▶ [Excerpted text]
Predicting GPT-5's Emergent Capabilities: UC Berkeley's Breakthrough
Discover how UC Berkeley predicts emergent AI capabilities using checkpoints. Insights on model scaling, finetuning, and the Law of Emergence.
A fundamental challenge in scaling LLMs lies in the lack of understanding of emergent capabilities. Specifically, while the pretraining loss of language models is highly predictable, the predictability of downstream capabilities is significantly lower. Sometimes, these capabilities exhibit emergent jumps, making it challenging to forecast the abilities of future models.
Recently, a research team from UC Berkeley proposed the task of emergent capability prediction: can we predict whether GPT-N+1 (the future model) will exhibit emergent capabilities by using only the checkpoints of GPT-N (the current model)?
The answer is provided in their paper, "Predicting Emergent Capabilities by Finetuning."
Notably, one of the authors of this paper is Sergey Levine, a prominent figure in reinforcement learning.
The study fits a parametric function—termed the "Law of Emergence"—to model how the emergence point changes with varying amounts of data.
To validate this, the researchers used four standard NLP benchmarks: MMLU, GSM8K, CommonsenseQA, and CoLA. By fitting the Law of Emergence using only small-scale LLMs, they were able to accurately predict the emergence points.
Finally, the study presents two practical case studies of emergent phenomena, demonstrating that the proposed Law of Emergence can be used to predict more complex capabilities.
Jason Wei, the proponent of chain-of-thought prompting, praised the work:
"This is a very clever paper that predicts the downstream performance of pre-trained models. It’s incredibly valuable as it provides a way to predict and justify the capital investment for the next large model training run."

▶ [Records in a dataset]
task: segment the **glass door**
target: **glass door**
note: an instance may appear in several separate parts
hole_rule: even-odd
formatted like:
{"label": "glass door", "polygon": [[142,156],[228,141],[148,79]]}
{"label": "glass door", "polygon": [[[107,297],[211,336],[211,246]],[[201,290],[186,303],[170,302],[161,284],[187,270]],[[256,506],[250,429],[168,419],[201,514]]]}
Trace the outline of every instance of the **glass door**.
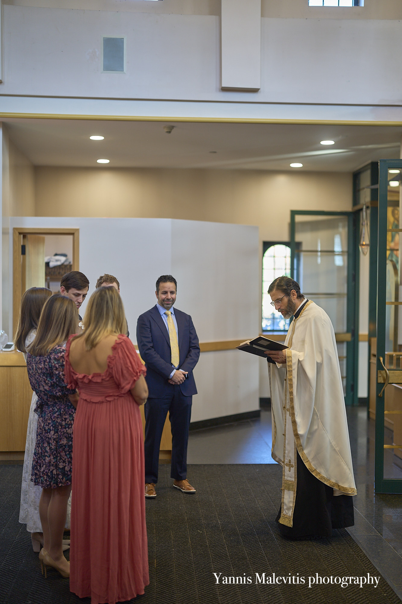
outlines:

▶ [Exercise tasks]
- A) According to the article on predicting emergent capabilities, which four NLP benchmarks did the researchers use to validate the Law of Emergence?
- B) From the article on predicting emergent capabilities, reproduce the passage from "Finally, the study" up to and including "more complex capabilities.".

▶ [Outputs by task]
- A) MMLU, GSM8K, CommonsenseQA, and CoLA.

- B)
Finally, the study presents two practical case studies of emergent phenomena, demonstrating that the proposed Law of Emergence can be used to predict more complex capabilities.